▶ EXERCISE REQUIREMENTS
Set down the records exactly as they stand, except for any pictures, which you should omit.

[THE DATA — start]

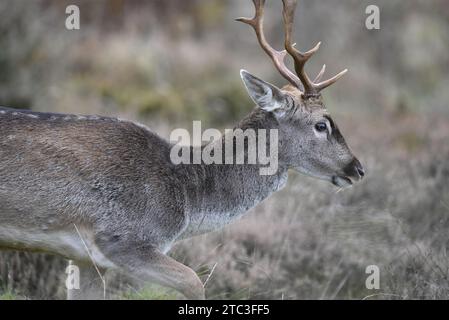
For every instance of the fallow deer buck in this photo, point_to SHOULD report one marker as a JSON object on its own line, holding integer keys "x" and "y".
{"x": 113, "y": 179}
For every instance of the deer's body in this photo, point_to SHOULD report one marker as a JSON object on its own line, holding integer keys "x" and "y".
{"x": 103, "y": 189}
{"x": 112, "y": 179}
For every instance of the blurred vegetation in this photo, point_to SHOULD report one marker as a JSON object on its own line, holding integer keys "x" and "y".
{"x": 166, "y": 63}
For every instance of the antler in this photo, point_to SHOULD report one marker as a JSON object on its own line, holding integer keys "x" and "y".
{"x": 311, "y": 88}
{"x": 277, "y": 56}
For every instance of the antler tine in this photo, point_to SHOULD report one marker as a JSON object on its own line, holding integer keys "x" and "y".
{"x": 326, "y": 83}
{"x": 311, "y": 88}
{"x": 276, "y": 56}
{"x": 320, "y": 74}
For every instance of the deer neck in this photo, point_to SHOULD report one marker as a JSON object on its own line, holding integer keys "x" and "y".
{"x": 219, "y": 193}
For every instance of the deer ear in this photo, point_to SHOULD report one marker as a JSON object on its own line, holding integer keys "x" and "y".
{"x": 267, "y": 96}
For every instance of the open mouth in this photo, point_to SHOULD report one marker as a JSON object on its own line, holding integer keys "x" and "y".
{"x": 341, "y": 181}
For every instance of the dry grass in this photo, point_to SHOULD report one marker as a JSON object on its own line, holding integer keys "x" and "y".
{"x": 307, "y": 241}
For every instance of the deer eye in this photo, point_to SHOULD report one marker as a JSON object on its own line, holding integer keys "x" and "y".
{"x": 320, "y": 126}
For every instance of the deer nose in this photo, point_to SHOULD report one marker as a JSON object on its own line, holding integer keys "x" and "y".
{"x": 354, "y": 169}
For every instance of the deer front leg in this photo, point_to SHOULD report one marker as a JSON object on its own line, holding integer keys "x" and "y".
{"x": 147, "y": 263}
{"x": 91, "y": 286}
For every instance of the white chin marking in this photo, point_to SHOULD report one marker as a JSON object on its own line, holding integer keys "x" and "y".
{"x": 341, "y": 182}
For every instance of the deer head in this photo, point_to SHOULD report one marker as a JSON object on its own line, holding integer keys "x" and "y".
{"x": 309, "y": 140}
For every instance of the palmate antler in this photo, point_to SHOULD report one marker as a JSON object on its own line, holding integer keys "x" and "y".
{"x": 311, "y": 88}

[THE DATA — finish]

▶ ANSWER SECTION
For every instance of the fallow deer buck in this photo, point_to SHOULD report one marker as a JSON object on its own line, holding integer keys "x" and "y".
{"x": 113, "y": 179}
For every instance of the deer's body in this photo, point_to SHOULD report one marker as a JSON object on its own line, holding integer keys "x" and "y".
{"x": 103, "y": 189}
{"x": 112, "y": 179}
For every instance of the blurred vegetation in this photo, point_to SHOULD report one marker as a JSON object on its own line, holding integer keys "x" and "y".
{"x": 166, "y": 63}
For every instance of the antler in this photo, point_to SHOULD report one marker as a JSON object on its own line, holding integer keys "x" and "y".
{"x": 311, "y": 88}
{"x": 277, "y": 56}
For every instance of the antler tine in this photo, point_to SHOULD report one marker as a JSON object on its own line, holding integer keys "x" and "y".
{"x": 326, "y": 83}
{"x": 311, "y": 88}
{"x": 276, "y": 56}
{"x": 320, "y": 74}
For every instance of the deer neck in this photo, point_to SHOULD report one marker as a JSON object on its own line, holding integer keys "x" and "y".
{"x": 219, "y": 193}
For every instance of the deer ear in this photo, point_to SHOULD report one marker as a JSON object on its own line, holding integer keys "x" and "y".
{"x": 267, "y": 96}
For every instance of the open mouth in this photo, point_to SHOULD report one marker as a JSON object on its own line, holding integer keys "x" and "y".
{"x": 341, "y": 181}
For every instance of the dry grass in this photo, point_to SHOULD report one marker as a JSON object on its own line, holding integer keys "x" and "y".
{"x": 307, "y": 241}
For every instance of the deer eye in this photo, point_to SHOULD report one marker as a JSON object on its own line, holding integer keys "x" and "y".
{"x": 320, "y": 126}
For every instance of the deer nose in this photo, point_to SHOULD report one marker as a JSON object on its own line, holding integer keys "x" and "y".
{"x": 354, "y": 169}
For every instance of the deer front leg in this photo, point_to SHOULD report one marker as a JSON object on its own line, holding integer keys "x" and "y".
{"x": 147, "y": 263}
{"x": 91, "y": 286}
For every instance of the white chin marking in this photo, point_to SHOULD report one marker as a JSON object on its own line, holding integer keys "x" and "y".
{"x": 341, "y": 182}
For every instance of the deer head in this photo, point_to SHOULD report one marker as a JSON object on its own line, holding integer keys "x" and "y".
{"x": 309, "y": 140}
For every instance of the palmate antler in this photo, point_to SHOULD report one marker as a JSON object on its own line, holding integer keys "x" and "y".
{"x": 311, "y": 88}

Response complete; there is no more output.